● Work to complete
Identify all lines in the data containing the string "positive". Copy them out.

● Records supplied
┄┄┄┄┄┄┄┄┄┄
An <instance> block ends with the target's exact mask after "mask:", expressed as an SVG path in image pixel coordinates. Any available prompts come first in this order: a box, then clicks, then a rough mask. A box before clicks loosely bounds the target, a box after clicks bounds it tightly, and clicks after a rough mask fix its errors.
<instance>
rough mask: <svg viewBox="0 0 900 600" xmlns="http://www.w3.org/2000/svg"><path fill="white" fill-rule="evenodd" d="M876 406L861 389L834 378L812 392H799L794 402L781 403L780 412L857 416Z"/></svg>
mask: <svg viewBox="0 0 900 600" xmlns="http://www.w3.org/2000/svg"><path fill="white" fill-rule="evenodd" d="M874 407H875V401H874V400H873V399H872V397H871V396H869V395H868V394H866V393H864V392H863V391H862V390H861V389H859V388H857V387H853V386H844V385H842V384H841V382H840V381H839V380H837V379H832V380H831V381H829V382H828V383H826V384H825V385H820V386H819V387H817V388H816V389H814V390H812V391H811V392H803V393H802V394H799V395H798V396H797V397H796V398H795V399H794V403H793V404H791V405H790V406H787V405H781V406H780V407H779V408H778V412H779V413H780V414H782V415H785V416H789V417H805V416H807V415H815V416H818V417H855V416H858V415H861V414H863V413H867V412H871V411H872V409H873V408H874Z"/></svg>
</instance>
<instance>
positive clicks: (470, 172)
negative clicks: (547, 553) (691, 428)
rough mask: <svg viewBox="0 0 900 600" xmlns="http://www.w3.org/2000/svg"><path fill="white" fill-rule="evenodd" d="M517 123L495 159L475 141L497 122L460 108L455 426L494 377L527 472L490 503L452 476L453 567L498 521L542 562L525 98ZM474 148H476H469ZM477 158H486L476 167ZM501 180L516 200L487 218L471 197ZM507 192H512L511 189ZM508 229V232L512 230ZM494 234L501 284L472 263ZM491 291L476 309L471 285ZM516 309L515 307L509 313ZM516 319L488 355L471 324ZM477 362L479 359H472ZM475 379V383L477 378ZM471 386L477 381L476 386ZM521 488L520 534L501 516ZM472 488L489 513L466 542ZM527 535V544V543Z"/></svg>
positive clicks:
┄┄┄┄┄┄┄┄┄┄
● Exercise solution
positive clicks: (470, 172)
positive clicks:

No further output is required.